Items from a dataset

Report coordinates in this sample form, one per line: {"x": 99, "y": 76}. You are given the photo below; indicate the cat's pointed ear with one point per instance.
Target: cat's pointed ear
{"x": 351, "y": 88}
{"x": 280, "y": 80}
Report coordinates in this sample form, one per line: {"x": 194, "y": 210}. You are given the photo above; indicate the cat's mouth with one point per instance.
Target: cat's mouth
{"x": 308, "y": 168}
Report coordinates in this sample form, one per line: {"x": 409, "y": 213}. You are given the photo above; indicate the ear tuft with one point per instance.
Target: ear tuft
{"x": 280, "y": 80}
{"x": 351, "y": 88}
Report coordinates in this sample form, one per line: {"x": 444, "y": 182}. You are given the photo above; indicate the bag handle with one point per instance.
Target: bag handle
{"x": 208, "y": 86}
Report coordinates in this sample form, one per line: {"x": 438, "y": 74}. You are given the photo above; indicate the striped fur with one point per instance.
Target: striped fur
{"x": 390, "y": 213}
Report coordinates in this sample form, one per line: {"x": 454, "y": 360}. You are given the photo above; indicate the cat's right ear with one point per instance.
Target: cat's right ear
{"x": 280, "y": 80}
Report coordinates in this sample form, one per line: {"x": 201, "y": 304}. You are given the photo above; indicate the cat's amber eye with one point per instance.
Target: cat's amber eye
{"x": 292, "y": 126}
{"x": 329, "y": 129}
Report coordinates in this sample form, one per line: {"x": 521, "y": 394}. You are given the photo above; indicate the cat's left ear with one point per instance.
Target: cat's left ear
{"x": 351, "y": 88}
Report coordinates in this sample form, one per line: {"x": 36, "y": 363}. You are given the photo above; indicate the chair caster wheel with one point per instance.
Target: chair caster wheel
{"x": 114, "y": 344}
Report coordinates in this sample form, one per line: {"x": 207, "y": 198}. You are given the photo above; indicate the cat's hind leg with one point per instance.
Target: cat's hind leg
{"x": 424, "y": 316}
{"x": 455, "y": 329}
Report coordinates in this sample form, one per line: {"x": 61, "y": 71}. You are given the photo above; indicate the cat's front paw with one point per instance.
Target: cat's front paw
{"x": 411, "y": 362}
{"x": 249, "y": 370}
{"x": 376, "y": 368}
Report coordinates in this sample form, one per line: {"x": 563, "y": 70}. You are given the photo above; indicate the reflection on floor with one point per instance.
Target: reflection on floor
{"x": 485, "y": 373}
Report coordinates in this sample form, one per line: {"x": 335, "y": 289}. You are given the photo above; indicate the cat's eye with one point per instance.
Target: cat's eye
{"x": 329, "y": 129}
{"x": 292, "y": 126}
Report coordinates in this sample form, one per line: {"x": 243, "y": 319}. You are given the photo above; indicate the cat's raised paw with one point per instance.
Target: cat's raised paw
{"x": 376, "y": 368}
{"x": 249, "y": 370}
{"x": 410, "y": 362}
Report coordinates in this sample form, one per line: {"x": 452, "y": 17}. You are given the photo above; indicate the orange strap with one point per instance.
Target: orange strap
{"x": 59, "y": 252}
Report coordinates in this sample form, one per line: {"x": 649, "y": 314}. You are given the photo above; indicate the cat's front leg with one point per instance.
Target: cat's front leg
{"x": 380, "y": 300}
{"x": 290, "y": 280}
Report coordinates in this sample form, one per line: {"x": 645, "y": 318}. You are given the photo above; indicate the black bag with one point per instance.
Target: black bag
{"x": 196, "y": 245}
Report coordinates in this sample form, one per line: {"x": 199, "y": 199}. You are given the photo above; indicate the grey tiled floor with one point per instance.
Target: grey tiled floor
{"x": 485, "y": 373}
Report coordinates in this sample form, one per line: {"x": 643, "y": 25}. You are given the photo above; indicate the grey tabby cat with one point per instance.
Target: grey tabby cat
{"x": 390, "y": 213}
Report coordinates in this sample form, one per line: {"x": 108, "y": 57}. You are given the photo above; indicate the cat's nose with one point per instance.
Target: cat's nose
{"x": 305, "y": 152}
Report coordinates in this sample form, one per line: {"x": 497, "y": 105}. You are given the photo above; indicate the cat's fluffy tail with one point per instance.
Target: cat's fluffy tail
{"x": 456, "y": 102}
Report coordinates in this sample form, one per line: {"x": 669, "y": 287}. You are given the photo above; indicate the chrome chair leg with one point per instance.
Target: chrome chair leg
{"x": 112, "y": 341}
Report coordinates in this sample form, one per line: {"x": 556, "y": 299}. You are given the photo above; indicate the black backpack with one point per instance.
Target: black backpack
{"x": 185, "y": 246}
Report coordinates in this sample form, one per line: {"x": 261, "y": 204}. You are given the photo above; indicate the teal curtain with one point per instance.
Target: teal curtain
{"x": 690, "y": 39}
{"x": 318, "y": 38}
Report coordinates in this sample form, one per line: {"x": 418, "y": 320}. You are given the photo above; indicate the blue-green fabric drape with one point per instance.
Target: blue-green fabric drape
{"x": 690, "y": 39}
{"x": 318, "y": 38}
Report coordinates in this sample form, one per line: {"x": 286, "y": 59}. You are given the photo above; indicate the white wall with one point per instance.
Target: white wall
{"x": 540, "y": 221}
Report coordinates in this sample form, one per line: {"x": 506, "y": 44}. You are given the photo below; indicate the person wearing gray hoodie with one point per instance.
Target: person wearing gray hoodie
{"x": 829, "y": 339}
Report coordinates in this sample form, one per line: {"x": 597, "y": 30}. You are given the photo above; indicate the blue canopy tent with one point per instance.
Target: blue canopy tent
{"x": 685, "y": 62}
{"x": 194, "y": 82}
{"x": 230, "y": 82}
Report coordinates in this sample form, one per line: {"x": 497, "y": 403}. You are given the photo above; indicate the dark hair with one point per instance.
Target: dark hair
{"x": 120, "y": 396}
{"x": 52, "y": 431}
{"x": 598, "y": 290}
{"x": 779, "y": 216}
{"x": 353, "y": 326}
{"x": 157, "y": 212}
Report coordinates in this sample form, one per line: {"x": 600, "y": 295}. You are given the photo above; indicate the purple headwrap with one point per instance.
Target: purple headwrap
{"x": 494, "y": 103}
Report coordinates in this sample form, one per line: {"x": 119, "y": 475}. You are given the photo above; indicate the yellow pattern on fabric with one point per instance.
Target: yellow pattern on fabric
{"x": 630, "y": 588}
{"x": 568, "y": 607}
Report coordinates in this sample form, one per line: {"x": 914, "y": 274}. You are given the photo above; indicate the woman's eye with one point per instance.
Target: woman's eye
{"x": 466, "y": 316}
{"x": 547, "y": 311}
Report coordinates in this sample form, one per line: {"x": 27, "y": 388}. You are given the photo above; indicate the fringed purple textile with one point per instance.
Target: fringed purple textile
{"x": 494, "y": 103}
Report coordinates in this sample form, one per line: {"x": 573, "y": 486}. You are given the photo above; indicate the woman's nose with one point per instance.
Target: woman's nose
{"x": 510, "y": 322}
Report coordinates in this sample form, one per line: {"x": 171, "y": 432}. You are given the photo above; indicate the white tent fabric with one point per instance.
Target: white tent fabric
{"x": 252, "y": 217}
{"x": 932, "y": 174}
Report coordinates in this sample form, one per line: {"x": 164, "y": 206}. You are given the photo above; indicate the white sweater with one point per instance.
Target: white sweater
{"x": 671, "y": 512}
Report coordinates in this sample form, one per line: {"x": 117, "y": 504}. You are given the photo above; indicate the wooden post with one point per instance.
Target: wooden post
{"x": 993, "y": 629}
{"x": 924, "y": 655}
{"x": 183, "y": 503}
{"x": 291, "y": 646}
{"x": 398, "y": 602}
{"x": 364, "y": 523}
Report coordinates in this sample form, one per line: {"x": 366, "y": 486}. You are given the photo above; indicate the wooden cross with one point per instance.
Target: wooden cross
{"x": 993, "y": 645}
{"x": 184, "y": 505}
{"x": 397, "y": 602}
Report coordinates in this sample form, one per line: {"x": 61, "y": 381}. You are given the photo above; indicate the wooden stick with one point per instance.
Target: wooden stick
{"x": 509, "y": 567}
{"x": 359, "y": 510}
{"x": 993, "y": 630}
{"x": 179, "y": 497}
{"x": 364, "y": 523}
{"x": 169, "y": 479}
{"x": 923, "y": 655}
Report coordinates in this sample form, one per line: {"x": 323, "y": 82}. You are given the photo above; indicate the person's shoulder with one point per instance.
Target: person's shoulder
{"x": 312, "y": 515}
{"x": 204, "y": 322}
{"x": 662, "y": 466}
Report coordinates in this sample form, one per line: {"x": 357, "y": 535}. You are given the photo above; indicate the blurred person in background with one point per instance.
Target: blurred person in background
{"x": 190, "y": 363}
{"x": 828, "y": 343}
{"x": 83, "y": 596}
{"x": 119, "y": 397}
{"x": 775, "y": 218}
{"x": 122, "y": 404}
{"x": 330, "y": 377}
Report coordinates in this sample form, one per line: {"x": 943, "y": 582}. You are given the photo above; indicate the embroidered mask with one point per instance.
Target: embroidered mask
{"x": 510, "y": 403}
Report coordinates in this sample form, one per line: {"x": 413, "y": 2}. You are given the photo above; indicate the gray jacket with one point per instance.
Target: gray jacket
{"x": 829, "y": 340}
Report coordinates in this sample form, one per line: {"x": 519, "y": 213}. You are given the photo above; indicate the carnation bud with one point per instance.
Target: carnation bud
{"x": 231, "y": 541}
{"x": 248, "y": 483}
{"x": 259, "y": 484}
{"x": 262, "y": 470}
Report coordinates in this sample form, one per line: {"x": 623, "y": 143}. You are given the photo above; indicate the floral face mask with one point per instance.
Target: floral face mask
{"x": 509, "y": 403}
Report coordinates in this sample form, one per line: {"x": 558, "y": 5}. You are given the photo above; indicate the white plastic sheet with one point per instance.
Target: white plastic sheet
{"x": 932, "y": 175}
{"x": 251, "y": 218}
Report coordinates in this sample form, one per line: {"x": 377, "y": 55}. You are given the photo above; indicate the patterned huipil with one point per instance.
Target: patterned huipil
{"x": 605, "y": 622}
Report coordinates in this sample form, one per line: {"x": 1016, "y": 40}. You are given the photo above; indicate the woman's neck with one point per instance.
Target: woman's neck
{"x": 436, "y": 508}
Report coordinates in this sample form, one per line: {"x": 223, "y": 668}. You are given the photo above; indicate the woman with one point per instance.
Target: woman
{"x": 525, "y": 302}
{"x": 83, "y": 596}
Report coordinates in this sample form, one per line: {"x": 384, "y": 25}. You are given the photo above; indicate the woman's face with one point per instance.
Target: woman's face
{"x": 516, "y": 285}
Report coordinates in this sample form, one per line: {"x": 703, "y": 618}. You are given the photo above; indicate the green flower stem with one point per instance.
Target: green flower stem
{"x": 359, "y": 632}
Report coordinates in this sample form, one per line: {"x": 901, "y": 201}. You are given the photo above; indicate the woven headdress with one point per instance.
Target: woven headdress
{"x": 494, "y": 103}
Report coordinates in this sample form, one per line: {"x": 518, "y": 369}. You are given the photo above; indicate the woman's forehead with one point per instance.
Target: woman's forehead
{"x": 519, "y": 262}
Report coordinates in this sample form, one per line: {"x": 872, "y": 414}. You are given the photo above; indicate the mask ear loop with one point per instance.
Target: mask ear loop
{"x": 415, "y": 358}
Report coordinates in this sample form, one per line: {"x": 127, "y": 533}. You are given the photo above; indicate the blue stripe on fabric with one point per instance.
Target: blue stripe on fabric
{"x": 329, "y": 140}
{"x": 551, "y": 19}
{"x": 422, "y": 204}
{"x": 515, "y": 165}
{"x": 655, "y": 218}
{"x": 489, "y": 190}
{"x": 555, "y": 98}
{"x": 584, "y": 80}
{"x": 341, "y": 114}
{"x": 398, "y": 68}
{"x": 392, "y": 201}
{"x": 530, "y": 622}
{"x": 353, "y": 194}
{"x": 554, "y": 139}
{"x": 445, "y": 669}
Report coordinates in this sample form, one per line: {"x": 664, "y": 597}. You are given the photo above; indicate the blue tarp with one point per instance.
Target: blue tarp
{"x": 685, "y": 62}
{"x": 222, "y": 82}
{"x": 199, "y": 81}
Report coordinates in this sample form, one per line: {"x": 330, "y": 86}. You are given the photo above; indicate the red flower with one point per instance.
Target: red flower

AIM OF THE TASK.
Return, word for word, every line from the line with "stripe on fabric with one point per instance." to the final line of the data.

EXERCISE RESPONSE.
Report coordinates in this sample form, one per line: {"x": 127, "y": 533}. You are given the photo above; indicate the blue stripe on fabric with one point per instance.
Target: blue stripe on fabric
{"x": 329, "y": 140}
{"x": 551, "y": 19}
{"x": 422, "y": 204}
{"x": 515, "y": 165}
{"x": 655, "y": 218}
{"x": 489, "y": 190}
{"x": 555, "y": 98}
{"x": 584, "y": 80}
{"x": 341, "y": 114}
{"x": 398, "y": 68}
{"x": 392, "y": 201}
{"x": 530, "y": 622}
{"x": 353, "y": 194}
{"x": 554, "y": 139}
{"x": 445, "y": 669}
Report coordinates in this sample form, one per line: {"x": 664, "y": 597}. You are given the photo above; indicate the blue tarp with one point per instance.
Target: blue tarp
{"x": 685, "y": 62}
{"x": 222, "y": 82}
{"x": 199, "y": 81}
Report coordinates in this sample form, one per line: {"x": 330, "y": 86}. You are given the photo above; indicate the red flower with one point per instance.
Target: red flower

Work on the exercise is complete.